Bunderegierung kennt nur Best-Case-Szenarien

Sichere Versorgung gefährdet, Strom teuer


Bunderegierung kennt nur Best-Case-Szenarien: Sichere Versorgung gefährdet, Strom teuer News

"Die Energiewende ist nicht auf Kurs. Die Bundesregierung muss dringend umsteuern, damit die Transformation erfolgreich ist. Um Klimaneutralität bei gleichzeitiger sicherer, bezahlbarer und umweltverträglicher Versorgung mit Strom zu erreichen. Das Generationenprojekt Energiewende muss zielgerecht umgesetzt werden." So könnte man die Ergebnisse des Sonderberichts über die Umsetzung der Energiewende bei der Stromversorgung des Bundesrechnungshofes zusammenfassen. Wenn eine Entwicklung nicht auf Kurs ist, spricht man auch von Planabweichungen. Hier könnte die Regierung aus der Seefahrt lernen: Die Navigation auf hoher See erfordert eine präzise Planung und ständige Überwachung, um sicherzustellen, dass das Schiff sein Ziel erreicht. Doch selbst mit der besten Vorbereitung können Variablen wie Wetterbedingungen, technische Probleme oder menschliches Versagen zu Abweichungen vom geplanten Kurs führen.

-------

AUFGABEN ZUR ÜBUNG.
(1) Gib an, wie viele der Zeilen unten die Zeichenfolge „wall" enthalten. Nenne nur die Zahl.
(2) Schreib den Text über die Energiewende oben nach seinem letzten Satz weiter.

[Einträge aus einem Datensatz]
-------

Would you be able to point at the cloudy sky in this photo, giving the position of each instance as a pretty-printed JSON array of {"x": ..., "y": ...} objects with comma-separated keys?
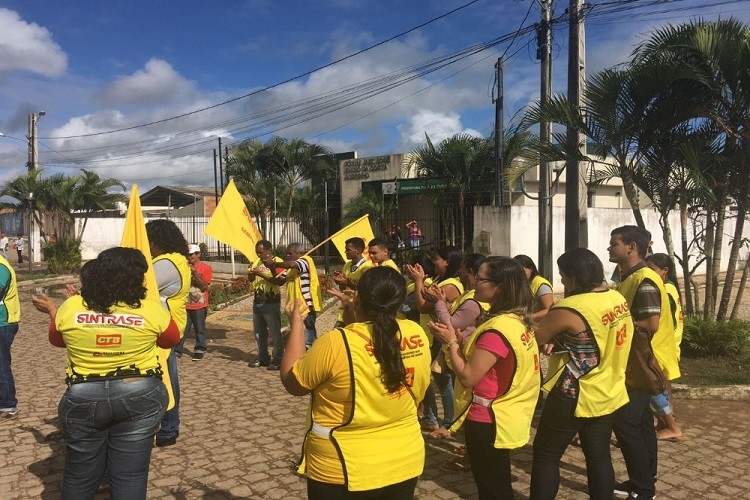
[{"x": 141, "y": 90}]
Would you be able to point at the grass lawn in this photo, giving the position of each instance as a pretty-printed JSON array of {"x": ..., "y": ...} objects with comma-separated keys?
[{"x": 715, "y": 371}]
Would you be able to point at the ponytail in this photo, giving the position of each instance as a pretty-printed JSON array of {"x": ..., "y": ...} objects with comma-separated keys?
[
  {"x": 387, "y": 347},
  {"x": 381, "y": 292}
]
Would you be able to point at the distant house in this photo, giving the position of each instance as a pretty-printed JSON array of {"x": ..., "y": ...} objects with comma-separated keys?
[{"x": 179, "y": 201}]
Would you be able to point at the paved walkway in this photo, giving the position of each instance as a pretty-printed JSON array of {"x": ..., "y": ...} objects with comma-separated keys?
[{"x": 241, "y": 432}]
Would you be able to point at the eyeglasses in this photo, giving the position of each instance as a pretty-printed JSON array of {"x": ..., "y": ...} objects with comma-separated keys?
[{"x": 480, "y": 279}]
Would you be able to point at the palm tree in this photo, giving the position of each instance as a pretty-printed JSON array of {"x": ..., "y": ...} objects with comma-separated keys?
[
  {"x": 291, "y": 162},
  {"x": 712, "y": 59},
  {"x": 616, "y": 105},
  {"x": 374, "y": 204},
  {"x": 93, "y": 193},
  {"x": 463, "y": 162}
]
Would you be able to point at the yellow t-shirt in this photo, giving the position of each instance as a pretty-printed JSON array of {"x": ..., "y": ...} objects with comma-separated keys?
[
  {"x": 119, "y": 344},
  {"x": 326, "y": 370}
]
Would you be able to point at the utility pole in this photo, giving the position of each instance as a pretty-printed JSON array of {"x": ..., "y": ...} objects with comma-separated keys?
[
  {"x": 544, "y": 54},
  {"x": 499, "y": 200},
  {"x": 33, "y": 166},
  {"x": 576, "y": 230}
]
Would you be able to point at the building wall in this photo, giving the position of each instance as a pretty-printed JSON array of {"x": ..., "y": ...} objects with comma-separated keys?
[
  {"x": 514, "y": 230},
  {"x": 355, "y": 171}
]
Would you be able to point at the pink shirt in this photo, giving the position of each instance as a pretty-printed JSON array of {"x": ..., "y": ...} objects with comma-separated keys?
[{"x": 497, "y": 380}]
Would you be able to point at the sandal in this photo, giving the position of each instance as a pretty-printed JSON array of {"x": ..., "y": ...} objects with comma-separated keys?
[{"x": 456, "y": 464}]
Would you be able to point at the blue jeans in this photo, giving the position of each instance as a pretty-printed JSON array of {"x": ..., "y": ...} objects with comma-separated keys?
[
  {"x": 636, "y": 435},
  {"x": 196, "y": 318},
  {"x": 267, "y": 321},
  {"x": 557, "y": 428},
  {"x": 310, "y": 333},
  {"x": 490, "y": 466},
  {"x": 8, "y": 399},
  {"x": 444, "y": 383},
  {"x": 109, "y": 426},
  {"x": 170, "y": 424}
]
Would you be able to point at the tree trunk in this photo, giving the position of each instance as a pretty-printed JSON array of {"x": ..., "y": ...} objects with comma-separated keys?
[
  {"x": 741, "y": 289},
  {"x": 733, "y": 258},
  {"x": 461, "y": 219},
  {"x": 631, "y": 193},
  {"x": 288, "y": 218},
  {"x": 716, "y": 253}
]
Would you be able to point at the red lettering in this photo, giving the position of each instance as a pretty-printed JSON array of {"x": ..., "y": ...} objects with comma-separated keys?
[
  {"x": 622, "y": 335},
  {"x": 109, "y": 340}
]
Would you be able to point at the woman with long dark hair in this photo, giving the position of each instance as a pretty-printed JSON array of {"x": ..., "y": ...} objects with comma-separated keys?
[
  {"x": 447, "y": 263},
  {"x": 497, "y": 375},
  {"x": 366, "y": 380},
  {"x": 115, "y": 397},
  {"x": 586, "y": 382},
  {"x": 662, "y": 264},
  {"x": 541, "y": 288}
]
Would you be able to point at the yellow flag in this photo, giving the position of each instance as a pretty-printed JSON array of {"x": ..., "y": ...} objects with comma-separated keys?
[
  {"x": 360, "y": 228},
  {"x": 232, "y": 224},
  {"x": 134, "y": 236}
]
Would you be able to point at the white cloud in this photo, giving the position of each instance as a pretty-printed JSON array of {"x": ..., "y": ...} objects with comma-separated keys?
[
  {"x": 28, "y": 47},
  {"x": 438, "y": 126},
  {"x": 156, "y": 83}
]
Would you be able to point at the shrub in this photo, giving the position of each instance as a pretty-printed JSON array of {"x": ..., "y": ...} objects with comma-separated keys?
[
  {"x": 63, "y": 256},
  {"x": 708, "y": 338}
]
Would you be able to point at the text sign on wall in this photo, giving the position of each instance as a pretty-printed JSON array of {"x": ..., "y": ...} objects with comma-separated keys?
[{"x": 360, "y": 168}]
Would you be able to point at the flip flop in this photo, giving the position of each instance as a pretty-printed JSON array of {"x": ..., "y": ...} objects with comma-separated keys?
[
  {"x": 672, "y": 439},
  {"x": 440, "y": 433},
  {"x": 456, "y": 464}
]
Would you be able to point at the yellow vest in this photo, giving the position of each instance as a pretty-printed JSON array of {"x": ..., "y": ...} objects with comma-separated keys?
[
  {"x": 410, "y": 290},
  {"x": 294, "y": 289},
  {"x": 663, "y": 342},
  {"x": 261, "y": 285},
  {"x": 176, "y": 302},
  {"x": 424, "y": 319},
  {"x": 602, "y": 390},
  {"x": 536, "y": 283},
  {"x": 381, "y": 442},
  {"x": 353, "y": 276},
  {"x": 10, "y": 307},
  {"x": 387, "y": 263},
  {"x": 678, "y": 320},
  {"x": 119, "y": 344},
  {"x": 468, "y": 295},
  {"x": 514, "y": 409}
]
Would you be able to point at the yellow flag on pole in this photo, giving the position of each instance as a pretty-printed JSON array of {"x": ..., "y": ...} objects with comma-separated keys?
[
  {"x": 232, "y": 224},
  {"x": 134, "y": 236},
  {"x": 360, "y": 228}
]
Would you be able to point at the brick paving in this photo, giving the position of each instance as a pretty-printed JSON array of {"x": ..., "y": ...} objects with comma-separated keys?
[{"x": 241, "y": 432}]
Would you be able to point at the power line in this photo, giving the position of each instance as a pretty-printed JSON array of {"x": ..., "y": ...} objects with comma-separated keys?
[{"x": 279, "y": 83}]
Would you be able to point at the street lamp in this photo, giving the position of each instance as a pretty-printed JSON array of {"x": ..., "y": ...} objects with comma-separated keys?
[{"x": 30, "y": 197}]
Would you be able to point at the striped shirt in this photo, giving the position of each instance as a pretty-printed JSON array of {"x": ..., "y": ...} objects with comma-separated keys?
[{"x": 303, "y": 269}]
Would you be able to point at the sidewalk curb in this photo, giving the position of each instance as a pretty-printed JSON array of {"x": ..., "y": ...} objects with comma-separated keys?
[{"x": 723, "y": 393}]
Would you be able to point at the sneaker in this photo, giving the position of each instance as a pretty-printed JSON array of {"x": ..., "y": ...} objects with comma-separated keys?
[
  {"x": 622, "y": 490},
  {"x": 9, "y": 414}
]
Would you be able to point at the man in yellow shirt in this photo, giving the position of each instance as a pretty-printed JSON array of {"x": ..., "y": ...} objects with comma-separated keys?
[
  {"x": 266, "y": 307},
  {"x": 378, "y": 249},
  {"x": 10, "y": 315}
]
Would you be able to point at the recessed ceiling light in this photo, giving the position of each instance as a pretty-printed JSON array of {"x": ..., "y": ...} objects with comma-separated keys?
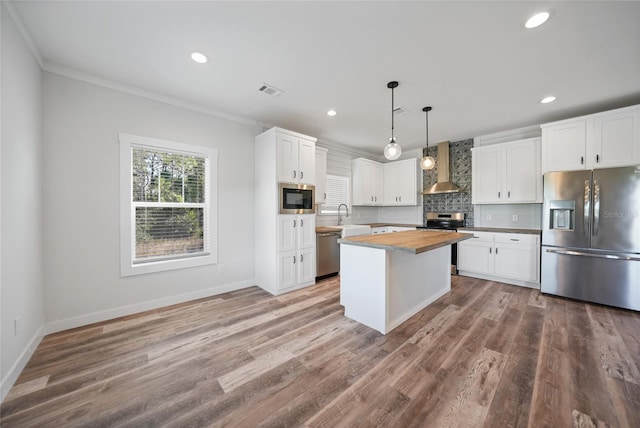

-------

ERGEBNISSE JE AUFGABE.
(1) 2

(2)
In solchen Fällen ist es entscheidend, schnell und effektiv zu reagieren. Die erste Maßnahme besteht darin, die Planabweichung so früh wie möglich zu erkennen, indem man kontinuierlich die aktuelle Position mit dem geplanten Kurs vergleicht. Sobald eine Abweichung festgestellt wird, muss eine Risikoanalyse durchgeführt werden, um die Ursachen zu verstehen und die potenziellen Auswirkungen auf die Sicherheit und den Zeitplan der Reise zu bewerten.

Anschließend ist es notwendig, Gegenmaßnahmen einzuleiten. Dies kann eine Kurskorrektur, eine Anpassung der Geschwindigkeit oder, in ernsteren Fällen, das Ergreifen von Notfallmaßnahmen beinhalten. Die Entscheidung über die angemessenen Schritte hängt von der Art der Abweichung, den vorhandenen Ressourcen und den äußeren Bedingungen ab. Wichtig ist, dass das Team gut vorbereitet ist und effektiv zusammenarbeitet, um die Situation zu bewältigen.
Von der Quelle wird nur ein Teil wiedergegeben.